:: Listed records

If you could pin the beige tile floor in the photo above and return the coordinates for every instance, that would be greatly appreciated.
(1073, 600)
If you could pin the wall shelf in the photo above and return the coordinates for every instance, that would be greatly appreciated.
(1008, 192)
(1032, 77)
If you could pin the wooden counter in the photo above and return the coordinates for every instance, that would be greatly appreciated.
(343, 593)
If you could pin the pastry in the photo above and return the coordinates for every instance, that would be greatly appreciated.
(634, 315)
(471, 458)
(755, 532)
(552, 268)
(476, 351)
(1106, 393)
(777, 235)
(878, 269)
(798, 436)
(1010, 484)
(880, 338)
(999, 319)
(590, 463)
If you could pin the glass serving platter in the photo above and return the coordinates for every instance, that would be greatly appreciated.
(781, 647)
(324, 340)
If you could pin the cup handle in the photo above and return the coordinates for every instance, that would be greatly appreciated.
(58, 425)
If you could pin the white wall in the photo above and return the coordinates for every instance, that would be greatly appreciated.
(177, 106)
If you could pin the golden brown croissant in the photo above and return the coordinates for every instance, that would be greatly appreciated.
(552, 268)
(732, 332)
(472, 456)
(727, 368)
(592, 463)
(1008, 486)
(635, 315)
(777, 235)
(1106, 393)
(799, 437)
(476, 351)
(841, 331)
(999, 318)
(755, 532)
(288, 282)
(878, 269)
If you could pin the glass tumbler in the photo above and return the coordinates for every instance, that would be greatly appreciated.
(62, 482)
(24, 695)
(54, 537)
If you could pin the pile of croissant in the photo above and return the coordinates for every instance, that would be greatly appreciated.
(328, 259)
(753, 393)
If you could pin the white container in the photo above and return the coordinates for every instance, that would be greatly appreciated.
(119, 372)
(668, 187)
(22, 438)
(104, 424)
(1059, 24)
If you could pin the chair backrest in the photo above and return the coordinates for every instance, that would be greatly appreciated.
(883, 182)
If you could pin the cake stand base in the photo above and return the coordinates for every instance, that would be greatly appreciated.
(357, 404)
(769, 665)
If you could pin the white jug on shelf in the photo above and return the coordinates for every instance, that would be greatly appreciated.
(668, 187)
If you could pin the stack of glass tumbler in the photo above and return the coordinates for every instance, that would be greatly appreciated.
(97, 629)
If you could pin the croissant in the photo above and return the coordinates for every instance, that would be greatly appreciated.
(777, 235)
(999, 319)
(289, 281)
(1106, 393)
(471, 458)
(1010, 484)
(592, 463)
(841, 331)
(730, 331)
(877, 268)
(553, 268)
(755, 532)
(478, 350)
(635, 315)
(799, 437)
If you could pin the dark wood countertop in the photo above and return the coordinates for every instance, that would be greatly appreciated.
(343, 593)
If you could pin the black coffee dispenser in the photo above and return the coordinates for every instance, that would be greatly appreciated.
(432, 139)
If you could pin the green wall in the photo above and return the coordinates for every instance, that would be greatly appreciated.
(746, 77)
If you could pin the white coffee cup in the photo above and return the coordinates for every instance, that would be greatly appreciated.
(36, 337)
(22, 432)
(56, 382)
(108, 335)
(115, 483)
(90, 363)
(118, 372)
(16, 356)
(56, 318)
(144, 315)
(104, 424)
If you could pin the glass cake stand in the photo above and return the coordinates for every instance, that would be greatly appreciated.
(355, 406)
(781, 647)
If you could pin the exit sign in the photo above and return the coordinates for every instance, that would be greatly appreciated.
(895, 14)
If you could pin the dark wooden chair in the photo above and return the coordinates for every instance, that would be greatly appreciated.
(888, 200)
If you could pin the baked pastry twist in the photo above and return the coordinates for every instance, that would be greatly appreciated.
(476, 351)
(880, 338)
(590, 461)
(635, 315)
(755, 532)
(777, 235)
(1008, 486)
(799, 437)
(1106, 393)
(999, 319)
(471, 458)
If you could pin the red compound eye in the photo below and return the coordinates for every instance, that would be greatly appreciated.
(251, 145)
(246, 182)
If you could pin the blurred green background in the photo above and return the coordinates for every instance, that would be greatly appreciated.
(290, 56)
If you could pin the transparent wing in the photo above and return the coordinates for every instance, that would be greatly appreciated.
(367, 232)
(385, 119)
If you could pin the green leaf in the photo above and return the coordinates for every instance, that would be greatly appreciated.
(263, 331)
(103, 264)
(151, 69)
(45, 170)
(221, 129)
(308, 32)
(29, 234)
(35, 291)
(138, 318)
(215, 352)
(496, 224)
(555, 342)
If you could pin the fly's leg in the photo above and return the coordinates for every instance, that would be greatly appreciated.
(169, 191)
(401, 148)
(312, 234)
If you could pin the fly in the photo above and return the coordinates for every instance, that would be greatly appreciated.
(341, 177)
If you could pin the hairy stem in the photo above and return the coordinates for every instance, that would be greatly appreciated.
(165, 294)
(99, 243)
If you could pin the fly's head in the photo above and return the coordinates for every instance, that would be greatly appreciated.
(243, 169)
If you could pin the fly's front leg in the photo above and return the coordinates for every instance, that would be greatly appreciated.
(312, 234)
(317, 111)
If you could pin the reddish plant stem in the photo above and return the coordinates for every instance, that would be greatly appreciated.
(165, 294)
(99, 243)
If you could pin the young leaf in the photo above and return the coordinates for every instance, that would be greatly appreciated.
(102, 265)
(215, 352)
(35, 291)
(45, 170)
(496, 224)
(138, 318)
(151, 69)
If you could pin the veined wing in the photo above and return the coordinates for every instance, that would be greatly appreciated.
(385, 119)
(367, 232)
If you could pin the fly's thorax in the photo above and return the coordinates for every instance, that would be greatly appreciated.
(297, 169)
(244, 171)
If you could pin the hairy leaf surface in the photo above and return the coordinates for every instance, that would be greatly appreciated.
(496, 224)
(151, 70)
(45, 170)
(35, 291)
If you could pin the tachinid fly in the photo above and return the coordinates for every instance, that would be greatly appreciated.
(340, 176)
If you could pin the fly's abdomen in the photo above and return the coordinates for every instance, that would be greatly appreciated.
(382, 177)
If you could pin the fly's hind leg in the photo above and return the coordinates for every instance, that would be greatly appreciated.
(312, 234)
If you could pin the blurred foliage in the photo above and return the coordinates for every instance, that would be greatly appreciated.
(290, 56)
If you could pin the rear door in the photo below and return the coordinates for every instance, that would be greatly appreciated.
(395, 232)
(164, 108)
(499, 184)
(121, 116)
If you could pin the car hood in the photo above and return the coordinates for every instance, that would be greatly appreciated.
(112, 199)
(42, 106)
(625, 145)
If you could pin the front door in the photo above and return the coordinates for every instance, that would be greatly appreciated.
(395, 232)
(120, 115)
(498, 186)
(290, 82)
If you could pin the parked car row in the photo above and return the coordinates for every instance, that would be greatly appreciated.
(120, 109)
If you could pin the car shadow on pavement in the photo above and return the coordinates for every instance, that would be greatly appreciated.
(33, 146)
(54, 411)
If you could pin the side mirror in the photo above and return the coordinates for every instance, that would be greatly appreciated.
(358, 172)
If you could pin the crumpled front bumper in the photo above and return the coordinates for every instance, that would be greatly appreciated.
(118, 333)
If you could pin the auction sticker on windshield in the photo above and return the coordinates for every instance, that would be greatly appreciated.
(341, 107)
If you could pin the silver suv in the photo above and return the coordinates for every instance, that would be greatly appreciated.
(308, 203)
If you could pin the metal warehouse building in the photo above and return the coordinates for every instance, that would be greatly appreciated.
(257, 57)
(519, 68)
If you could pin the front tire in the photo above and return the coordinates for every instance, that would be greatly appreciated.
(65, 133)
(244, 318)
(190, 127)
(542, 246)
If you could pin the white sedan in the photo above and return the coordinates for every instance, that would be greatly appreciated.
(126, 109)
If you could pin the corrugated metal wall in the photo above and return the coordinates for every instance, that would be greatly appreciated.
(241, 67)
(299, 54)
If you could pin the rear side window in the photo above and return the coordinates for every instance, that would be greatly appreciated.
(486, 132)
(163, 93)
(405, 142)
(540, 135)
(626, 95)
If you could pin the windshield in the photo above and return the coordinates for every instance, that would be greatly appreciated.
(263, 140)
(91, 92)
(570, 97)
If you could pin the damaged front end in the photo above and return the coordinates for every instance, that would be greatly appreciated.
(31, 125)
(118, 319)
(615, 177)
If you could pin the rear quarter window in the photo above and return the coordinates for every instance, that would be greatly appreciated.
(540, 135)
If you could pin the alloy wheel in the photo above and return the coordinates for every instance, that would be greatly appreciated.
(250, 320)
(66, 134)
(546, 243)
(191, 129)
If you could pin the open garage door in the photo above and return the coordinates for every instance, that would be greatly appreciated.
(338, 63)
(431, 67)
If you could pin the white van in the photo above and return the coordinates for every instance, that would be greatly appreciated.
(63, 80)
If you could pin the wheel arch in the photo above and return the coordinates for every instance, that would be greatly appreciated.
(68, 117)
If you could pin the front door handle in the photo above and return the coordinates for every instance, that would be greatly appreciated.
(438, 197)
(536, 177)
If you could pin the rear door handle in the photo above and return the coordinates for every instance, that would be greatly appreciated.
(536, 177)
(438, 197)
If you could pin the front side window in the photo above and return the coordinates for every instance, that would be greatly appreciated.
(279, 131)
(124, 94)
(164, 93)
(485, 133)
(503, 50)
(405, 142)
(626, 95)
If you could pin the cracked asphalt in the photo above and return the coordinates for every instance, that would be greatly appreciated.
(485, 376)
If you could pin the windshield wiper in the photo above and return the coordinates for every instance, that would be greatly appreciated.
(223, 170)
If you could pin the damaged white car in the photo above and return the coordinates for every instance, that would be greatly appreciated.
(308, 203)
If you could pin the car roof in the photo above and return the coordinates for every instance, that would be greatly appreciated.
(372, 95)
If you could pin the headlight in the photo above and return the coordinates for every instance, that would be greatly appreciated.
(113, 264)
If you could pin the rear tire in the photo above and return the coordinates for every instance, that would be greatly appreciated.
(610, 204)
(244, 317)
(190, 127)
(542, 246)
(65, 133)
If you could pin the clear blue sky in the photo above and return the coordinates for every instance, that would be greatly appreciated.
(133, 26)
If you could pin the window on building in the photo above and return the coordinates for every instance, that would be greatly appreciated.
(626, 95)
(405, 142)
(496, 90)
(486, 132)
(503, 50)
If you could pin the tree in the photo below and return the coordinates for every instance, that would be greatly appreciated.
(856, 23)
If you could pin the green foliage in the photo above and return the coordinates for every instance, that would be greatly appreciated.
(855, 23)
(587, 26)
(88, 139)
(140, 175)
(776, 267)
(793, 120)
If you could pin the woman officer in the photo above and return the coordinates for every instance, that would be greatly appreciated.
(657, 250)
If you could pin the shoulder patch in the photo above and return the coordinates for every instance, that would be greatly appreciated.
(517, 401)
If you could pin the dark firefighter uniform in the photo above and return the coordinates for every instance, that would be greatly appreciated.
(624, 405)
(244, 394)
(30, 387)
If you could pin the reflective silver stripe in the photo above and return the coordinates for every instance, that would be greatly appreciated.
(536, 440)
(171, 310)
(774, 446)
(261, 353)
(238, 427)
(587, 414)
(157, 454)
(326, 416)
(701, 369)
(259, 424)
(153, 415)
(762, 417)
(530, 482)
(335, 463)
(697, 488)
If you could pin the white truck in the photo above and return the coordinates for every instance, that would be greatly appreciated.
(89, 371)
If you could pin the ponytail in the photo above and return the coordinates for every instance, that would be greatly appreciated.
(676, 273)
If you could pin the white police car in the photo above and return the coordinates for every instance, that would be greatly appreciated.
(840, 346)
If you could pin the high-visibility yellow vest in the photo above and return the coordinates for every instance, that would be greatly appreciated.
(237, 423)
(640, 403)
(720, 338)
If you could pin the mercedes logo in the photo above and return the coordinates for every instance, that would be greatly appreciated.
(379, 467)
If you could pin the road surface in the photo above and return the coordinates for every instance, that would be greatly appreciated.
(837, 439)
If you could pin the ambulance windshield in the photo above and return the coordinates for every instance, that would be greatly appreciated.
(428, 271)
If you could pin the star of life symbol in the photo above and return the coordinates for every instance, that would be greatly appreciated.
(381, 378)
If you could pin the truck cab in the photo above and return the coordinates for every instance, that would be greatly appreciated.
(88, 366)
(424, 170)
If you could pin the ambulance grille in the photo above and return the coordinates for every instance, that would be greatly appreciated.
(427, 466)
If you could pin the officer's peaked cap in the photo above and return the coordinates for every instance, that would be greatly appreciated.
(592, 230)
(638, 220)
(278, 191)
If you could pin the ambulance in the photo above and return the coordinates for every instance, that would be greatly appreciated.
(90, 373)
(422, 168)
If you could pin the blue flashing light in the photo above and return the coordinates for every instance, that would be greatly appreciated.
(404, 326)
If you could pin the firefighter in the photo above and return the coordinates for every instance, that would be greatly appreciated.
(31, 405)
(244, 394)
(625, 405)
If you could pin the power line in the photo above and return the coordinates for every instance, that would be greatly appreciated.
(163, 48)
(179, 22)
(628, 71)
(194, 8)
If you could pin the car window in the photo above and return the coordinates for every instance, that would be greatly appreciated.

::::

What you should do
Repeat only the stretch of lines that begins at the line containing "If you could pin the road" and ends at the last line above, both included.

Solution to this exercise
If you could pin the road surface in the photo above and return the coordinates for every instance, that would be greatly appreciated.
(837, 439)
If you could pin the ambulance windshield in the photo above and return the coordinates for every instance, that would be greatly appreciated.
(428, 271)
If you could pin the star of life symbol in the photo above and return the coordinates for every instance, that would be greatly appreciated.
(381, 378)
If you could pin the truck cab in the photo above and return the coordinates for every instance, that would be greatly appreciated.
(88, 366)
(424, 170)
If you could pin the ambulance grille in the photo above and return the coordinates for every instance, that would be greatly appreciated.
(427, 466)
If you could pin the officer's peaked cap in the photo above and return the coordinates for every instance, that would be greatly appreciated.
(592, 230)
(638, 220)
(278, 191)
If you could pin the ambulance in the photo above and return the coordinates for every instance, that would be greatly appreciated.
(90, 373)
(422, 168)
If you could pin the blue flashing light in the photo above and return the coordinates for every instance, that would be greatly appreciated.
(404, 326)
If you could pin the firefighter in the photo above and return the coordinates for every instance, that would be greatly appreciated.
(31, 405)
(244, 394)
(625, 405)
If you could pin the power line in the photo above and return the coordinates for every instance, that would be greatly appreciated.
(163, 48)
(179, 22)
(628, 71)
(194, 8)
If you could pin the car window in the photo above and return the coordinates for every instance, that would be greatly appreciated.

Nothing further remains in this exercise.